That’s why I do what I do, and why we started Carbon Re.

But in this rush towards technology-based solutions, we should not forget about the role of nature-based solutions, as well as the impact of technological solutions on the environment. I want to give two examples here to highlight these issues:

  • If whale numbers (1.3 million today) returned to pre-whaling numbers (4–5 million), this would enable the removal of 1.7 Gigaton of CO2 every year (global emissions are 51 GT/year). This is a result of the C02 absorbed by whales and, more impactfully, the growth in pythoplankton they enable. Thank you Professor John Shawe-Taylor for talking about this. You can read more about it here.
  • Climate Tech solutions are not risk-free for nature; they can have a substantial impact on the environment, and we need to take these into consideration. We all know that wind farms can be harmful to birds, for example, but these harms can be mitigated by good planning and designs (see this excellent article by the RSPB) and as the RSPB points out, climate change is “the single greatest long-term threat to birds and other wildlife”.

We can’t hope to save the planet from runaway climate change without new technologies, but increasingly, many have been pinning their hopes on direct air capture (DAC) solutions.

DAC plays a small but important role in the IPCC’s modelling of mitigation pathways. Whilst important, an over-reliance on DAC comes with its own challenges:

  • Relying on direct air capture to meet climate mitigation goals, could lead to 300 exajoules of energy being required by 2100, more than half of global demand today and a quarter of projected demand by the end of the century.
  • It would also require building 30,000 large-scale DAC installations. To put this in perspective, there are fewer than 10,000 coal-fired power plants stations in the world.

For more, read this excellent analysis by Carbon Brief and a comprehensive paper in Nature Communications.

So what should we do?

Focus on two things: cutting emissions at the source and restoring the natural environment.

The first is so obvious that it needs re-stating: we need to cut emissions at the source and we need to do this in the so-called ‘hard to abate’ sectors. For example, according to the International Energy Agency, construction and buildings are responsible for 39% of global CO2 emissions. But they are too often overlooked. We hear so much about wind, solar and cars as the vehicles (pardon the pun) for decarbonization but how often do we see coverage of decarbonization in cement, steel, or heating and cooling in buildings? My take: nowhere near as much as we should.
==========
▸ **Tasks to complete**:
a: Answer these from the climate solutions text:
(i) How many large-scale DAC installations would relying on direct air capture require?
(ii) According to the International Energy Agency, what share of global CO2 emissions comes from construction and buildings?
(iii) How does the RSPB describe climate change?
b: Carry on the climate solutions text from its final sentence.

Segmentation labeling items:
==========
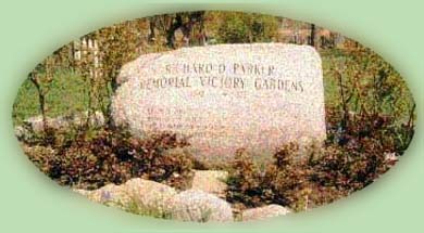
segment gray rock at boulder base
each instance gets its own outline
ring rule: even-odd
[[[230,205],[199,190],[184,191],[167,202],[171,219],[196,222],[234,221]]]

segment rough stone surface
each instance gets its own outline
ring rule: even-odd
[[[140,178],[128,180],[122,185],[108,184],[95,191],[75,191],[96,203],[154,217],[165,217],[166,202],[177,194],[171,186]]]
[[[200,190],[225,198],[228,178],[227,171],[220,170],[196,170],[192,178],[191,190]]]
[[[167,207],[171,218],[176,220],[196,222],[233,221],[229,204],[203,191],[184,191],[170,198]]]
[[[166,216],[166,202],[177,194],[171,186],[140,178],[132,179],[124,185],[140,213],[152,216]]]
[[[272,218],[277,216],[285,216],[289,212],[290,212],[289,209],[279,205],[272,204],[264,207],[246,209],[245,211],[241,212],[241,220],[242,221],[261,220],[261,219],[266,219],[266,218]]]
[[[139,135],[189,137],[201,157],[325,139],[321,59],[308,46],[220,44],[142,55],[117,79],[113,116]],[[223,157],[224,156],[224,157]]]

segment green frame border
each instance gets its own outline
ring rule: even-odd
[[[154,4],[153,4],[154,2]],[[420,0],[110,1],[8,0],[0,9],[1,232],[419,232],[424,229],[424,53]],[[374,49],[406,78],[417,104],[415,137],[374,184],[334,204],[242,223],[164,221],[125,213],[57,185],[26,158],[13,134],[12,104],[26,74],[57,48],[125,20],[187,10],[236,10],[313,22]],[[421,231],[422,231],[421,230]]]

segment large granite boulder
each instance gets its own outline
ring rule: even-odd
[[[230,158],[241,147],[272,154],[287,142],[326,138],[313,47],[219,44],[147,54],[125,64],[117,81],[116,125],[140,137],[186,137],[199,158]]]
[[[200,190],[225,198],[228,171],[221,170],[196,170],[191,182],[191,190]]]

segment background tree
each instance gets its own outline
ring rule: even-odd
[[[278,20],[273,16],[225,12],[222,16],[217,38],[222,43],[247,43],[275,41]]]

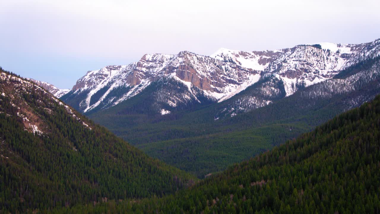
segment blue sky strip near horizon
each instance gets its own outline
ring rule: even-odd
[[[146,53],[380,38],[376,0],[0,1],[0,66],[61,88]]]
==========
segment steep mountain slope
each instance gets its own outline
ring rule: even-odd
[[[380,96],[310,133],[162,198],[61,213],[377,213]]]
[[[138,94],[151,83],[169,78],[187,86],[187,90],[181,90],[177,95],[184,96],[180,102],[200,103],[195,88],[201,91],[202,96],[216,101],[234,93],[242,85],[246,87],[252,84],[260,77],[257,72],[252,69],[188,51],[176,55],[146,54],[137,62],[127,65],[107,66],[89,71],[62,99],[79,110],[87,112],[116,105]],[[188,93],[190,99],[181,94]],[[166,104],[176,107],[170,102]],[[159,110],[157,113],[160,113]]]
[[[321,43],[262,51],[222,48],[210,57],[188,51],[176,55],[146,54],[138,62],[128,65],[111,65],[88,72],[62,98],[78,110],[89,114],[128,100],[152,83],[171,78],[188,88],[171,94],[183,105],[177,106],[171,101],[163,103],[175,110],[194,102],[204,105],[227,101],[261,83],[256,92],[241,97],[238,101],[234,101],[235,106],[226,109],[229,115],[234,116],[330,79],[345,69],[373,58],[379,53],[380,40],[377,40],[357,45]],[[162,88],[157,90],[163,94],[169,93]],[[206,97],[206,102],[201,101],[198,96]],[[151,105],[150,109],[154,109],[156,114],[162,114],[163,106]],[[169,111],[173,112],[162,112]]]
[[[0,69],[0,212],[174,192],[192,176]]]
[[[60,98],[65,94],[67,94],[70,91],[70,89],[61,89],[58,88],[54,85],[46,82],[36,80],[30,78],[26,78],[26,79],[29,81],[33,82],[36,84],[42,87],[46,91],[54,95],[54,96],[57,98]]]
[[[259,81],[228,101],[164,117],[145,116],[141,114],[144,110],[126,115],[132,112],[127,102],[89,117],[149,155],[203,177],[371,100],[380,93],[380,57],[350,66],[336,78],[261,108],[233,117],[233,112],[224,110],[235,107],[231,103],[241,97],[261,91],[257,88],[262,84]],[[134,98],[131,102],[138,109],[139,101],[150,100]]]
==========
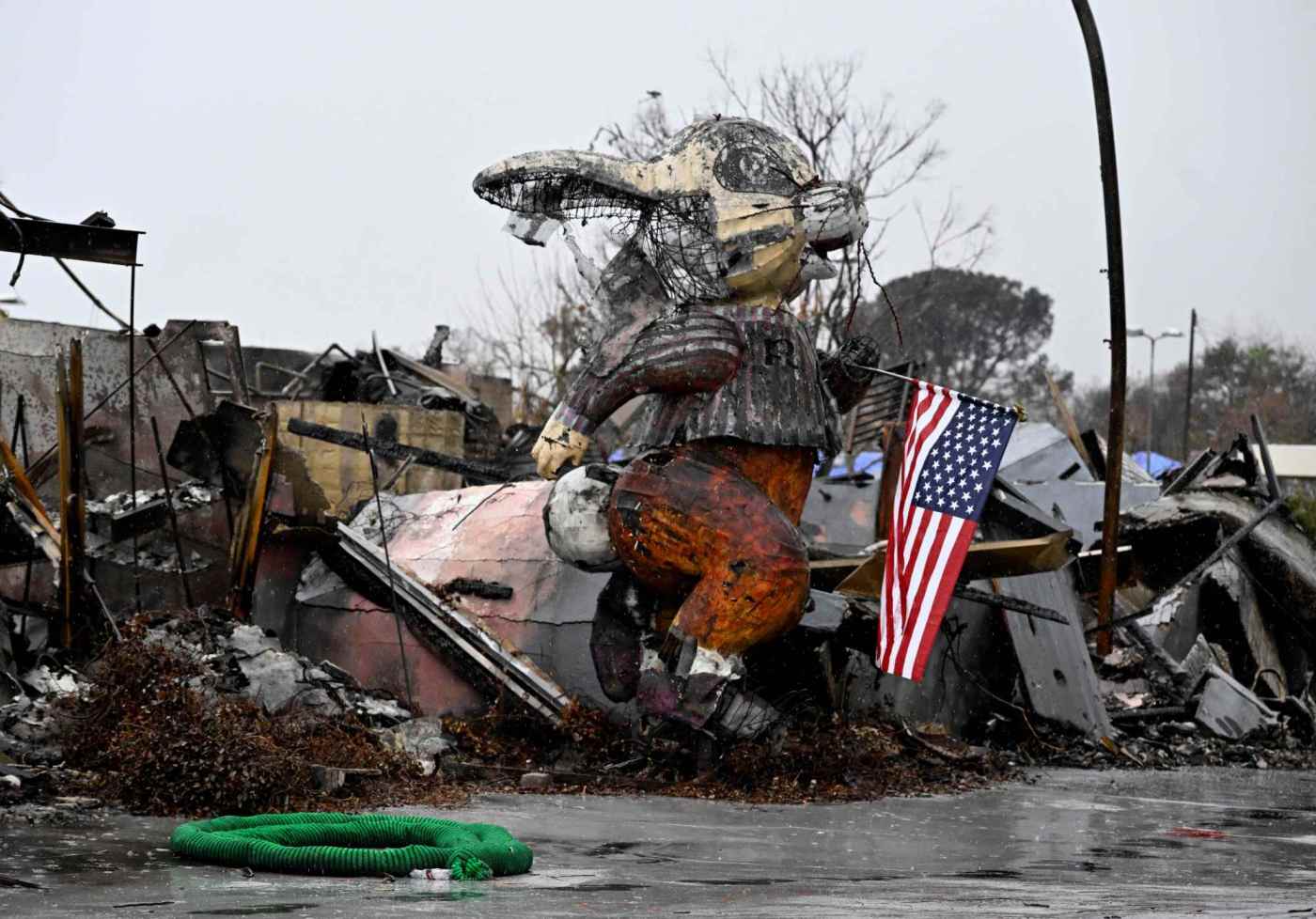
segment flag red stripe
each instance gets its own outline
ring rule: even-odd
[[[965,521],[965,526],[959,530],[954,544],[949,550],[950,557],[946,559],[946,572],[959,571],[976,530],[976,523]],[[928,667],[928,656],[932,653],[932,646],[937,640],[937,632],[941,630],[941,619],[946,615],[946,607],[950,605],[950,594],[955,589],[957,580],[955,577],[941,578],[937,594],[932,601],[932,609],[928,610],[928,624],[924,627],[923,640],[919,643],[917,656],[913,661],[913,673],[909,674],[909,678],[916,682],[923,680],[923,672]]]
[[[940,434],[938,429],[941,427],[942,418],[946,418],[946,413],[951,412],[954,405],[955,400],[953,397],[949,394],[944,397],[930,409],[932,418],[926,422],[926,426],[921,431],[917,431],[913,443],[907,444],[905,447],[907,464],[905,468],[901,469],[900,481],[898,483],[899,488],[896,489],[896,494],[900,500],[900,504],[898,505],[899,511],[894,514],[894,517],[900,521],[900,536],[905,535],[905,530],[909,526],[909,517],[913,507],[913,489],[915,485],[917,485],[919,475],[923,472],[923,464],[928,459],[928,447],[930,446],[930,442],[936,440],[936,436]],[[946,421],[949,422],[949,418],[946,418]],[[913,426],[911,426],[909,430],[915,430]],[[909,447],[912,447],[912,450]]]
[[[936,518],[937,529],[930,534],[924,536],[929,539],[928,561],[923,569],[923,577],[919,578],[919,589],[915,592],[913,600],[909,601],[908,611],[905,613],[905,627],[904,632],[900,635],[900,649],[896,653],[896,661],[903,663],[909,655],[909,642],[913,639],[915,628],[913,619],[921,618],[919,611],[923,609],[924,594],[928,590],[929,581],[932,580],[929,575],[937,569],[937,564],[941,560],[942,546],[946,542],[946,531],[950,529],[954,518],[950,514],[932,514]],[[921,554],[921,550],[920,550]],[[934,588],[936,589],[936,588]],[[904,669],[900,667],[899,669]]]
==========
▸ **Results by task**:
a:
(i) 30,000
(ii) 39%
(iii) As "the single greatest long-term threat to birds and other wildlife"

b:
This needs to change. The only reason we would need DAC at an unimaginable industrial scale is because we do not decarbonize our biggest sources of emissions. So instead of figuring out how to remove carbon from the atmosphere in 2100, we should aim to remove emissions from sectors such as buildings, shipping and aviation quickly.

The second area of focus should be restoring the natural environment. I didn’t think nearly enough about the environmental and ecological aspect of climate change until I interviewed Will Marshall, CEO of Planet, at last year’s CogX. Will talked about an ecosystem emergency ecosystem. He also wrote about this in his Medium blog, highlighting some of the horrifying statistics:

82% of the wild animals by mass already gone… 50% of live corals already gone… 75% of freshwater ecosystems gone…

When we look at the impact of restoring whale population levels on climate mitigation, the huge potential in afforestation or reforestation, or the threat to global food security posed by declining bee populations, it becomes evident that nature is as at least as important as technology to our climate problem, if not more so.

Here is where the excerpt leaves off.